INSTRUCTIONS TO FOLLOW: In the self-esteem text, during what period of life does the base of self-esteem develop?

[Opening PAGE EXTRACT section]

Yale University researchers found that a "bad hair day" can be hazardous to your mental health. If something as insignificant as an out-of-control coif can "diminish your self-esteem and inspire feelings of incompetence, self-doubt, and even self-hatred," what might happen if you were late for work? Or had a fight with your boss?
How we feel about ourselves effects all aspects of our life. Feeling good can give confidence and motivation to meet challenges and seek out fulfillment. Feeling bad about oneself can hold you back and keep you back from successful. Either way, self-esteem can have a big impact on wellness.
The Foundation of Self-esteem
Self-esteem is a sense of self-worth. It is what you think of yourself and how you value yourself. It can include how you feel about your physical appearance, behavior, ability, intelligence, or emotions. Self-esteem grows and changes over time. It is shaped by the individual and those around them. Things that can influence self-esteem include:
- Critical, abusive, or neglectful family can lead to low self esteem
- Supportive positive family can lead to higher self-esteem
- Bullying, social isolation, or problems fitting in with peers in school or work
- Medical illnesses especially those that cause physical or mental limits
- Thought patterns and personality
- Mental health problems such as depression or anxiety
- Genetics—determine how the brain develops and works
The base of our self-esteem develops in childhood but it can change throughout our lifetime. It is important to watch for periods of lower self-esteem and know that we have the ability to change it back to positive.

[Closing PAGE EXTRACT section]
[Opening DATA PROVIDED section]

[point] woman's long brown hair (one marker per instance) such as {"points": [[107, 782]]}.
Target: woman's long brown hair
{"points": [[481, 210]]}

[Closing DATA PROVIDED section]

TASK OUTPUT: In childhood.